Copy out the material below word for word, from its start up to and including the line that contains "86 21 L 100".
━━━ GIVEN DATA
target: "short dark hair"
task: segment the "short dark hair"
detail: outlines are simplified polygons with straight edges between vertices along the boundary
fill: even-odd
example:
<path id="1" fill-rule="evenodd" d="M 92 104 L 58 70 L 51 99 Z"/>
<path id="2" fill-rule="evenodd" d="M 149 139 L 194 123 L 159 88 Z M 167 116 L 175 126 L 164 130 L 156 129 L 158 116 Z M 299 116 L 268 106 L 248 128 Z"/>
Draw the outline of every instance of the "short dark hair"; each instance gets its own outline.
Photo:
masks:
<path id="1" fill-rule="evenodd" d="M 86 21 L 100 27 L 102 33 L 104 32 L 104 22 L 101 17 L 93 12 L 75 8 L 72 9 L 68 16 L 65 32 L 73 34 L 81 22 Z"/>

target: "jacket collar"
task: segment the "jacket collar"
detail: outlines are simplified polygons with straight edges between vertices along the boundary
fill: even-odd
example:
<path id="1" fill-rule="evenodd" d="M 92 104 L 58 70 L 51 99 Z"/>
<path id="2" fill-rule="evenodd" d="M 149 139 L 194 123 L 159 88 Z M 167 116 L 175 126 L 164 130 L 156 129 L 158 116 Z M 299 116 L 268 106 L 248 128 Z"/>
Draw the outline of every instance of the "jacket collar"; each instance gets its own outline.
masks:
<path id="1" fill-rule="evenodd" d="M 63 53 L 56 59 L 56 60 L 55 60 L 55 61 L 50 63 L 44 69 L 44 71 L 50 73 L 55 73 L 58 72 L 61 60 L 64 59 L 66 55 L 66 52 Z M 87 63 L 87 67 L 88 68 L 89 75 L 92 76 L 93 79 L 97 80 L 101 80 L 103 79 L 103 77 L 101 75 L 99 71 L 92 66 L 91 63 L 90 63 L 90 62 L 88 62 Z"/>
━━━━━━
SOLUTION TO THIS EXERCISE –
target: "short dark hair"
task: segment the "short dark hair"
detail: outlines are simplified polygons with straight edges between vertices along the boundary
fill: even-odd
example:
<path id="1" fill-rule="evenodd" d="M 92 104 L 58 70 L 51 99 Z"/>
<path id="2" fill-rule="evenodd" d="M 149 139 L 194 123 L 159 88 Z M 167 116 L 175 126 L 164 130 L 156 129 L 158 116 Z M 299 116 L 268 106 L 248 128 Z"/>
Draw the outline of every instance of the "short dark hair"; each instance gets its own outline.
Photo:
masks:
<path id="1" fill-rule="evenodd" d="M 86 21 L 100 27 L 102 33 L 104 32 L 104 22 L 101 17 L 93 12 L 75 8 L 72 9 L 68 16 L 65 32 L 73 34 L 81 22 Z"/>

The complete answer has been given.